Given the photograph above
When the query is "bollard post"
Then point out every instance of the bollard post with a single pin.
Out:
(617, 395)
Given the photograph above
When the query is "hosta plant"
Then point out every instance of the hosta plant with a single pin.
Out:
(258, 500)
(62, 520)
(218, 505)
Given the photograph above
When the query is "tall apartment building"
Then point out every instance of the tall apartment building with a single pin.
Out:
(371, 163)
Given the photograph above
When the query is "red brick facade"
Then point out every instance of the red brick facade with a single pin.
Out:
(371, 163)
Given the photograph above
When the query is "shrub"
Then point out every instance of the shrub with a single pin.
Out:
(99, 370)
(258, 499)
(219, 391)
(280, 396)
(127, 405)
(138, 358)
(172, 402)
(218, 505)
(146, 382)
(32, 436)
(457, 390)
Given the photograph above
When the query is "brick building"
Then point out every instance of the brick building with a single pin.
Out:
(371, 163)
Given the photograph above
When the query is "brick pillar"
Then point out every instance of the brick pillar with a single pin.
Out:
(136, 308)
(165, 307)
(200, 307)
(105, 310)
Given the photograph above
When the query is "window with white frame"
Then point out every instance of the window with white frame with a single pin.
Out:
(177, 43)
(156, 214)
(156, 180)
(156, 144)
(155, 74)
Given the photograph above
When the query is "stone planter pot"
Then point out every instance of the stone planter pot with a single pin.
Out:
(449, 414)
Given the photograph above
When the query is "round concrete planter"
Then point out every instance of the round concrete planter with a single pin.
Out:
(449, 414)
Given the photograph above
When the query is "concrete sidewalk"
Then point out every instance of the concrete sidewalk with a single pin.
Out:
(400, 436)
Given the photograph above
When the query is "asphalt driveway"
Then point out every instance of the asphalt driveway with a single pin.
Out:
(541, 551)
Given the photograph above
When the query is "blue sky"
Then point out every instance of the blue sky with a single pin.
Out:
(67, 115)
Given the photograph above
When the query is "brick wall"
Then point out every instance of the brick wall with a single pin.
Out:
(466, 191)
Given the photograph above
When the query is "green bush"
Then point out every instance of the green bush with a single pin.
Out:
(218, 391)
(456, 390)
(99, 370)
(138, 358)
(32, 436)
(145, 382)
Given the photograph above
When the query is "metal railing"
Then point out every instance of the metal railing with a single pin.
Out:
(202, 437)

• • • •

Exercise objective:
Extract every record and return it verbatim.

Solution:
Given the photograph above
When the query is "bollard post"
Then point out every instance of the bollard post with a single pin.
Out:
(617, 395)
Given the photograph above
When the query is "hosta plant"
Then point out every instance of the hosta plant with a single pin.
Out:
(258, 500)
(62, 520)
(218, 505)
Given the photograph above
When the query is "tall apartment building"
Then point out every instance of the tall apartment building with a single pin.
Out:
(371, 163)
Given the photograph above
When the query is "red brick facade"
Then point out every instance of the red brick facade with a single pin.
Out:
(371, 163)
Given the photograph above
When the query is "shrub"
Then point out every instance of the shrub with a single pin.
Out:
(99, 370)
(258, 499)
(219, 391)
(280, 396)
(127, 405)
(138, 358)
(172, 402)
(218, 505)
(146, 382)
(32, 436)
(457, 390)
Given the photograph above
When the query is "brick building"
Then point out every instance of the brick building with a single pin.
Out:
(371, 163)
Given the photograph above
When the query is "brick pillar"
Then point out every instance of the brick pillar with a single pin.
Out:
(136, 308)
(165, 307)
(200, 307)
(105, 310)
Given the photograph above
When the query is "window with white frame"
Then point out every instance of the window with white frame with a single pin.
Out:
(177, 43)
(156, 214)
(156, 180)
(156, 144)
(155, 74)
Given the photograph above
When the query is "stone planter pot"
Then point out every instance of the stone planter pot with a single pin.
Out:
(449, 414)
Given the photograph above
When the query is "round concrete planter"
Then point out every instance of the round concrete planter with a single pin.
Out:
(449, 414)
Given the photograph above
When the query is "concrete sidewalk"
Then point out every instance of the concrete sidewalk with a single pin.
Out:
(400, 436)
Given the photograph above
When the query is "asphalt driveway"
Then point out every instance of the asphalt driveway with a single pin.
Out:
(541, 551)
Given the photograph above
When the query is "blue sky"
Then point out every instance of the blue sky with a single pin.
Out:
(67, 115)
Given the photograph above
When the query is "brick wall"
Then point out every instance of the brick wall with a single pin.
Out:
(466, 191)
Given the photograph above
When the query is "green bush"
Then point out every instance of the green bush with a single pin.
Out:
(218, 391)
(456, 390)
(99, 370)
(138, 358)
(32, 436)
(145, 382)
Given the photograph above
When the query is "metal railing"
Then point out every instance of the metal railing with a single pin.
Out:
(202, 437)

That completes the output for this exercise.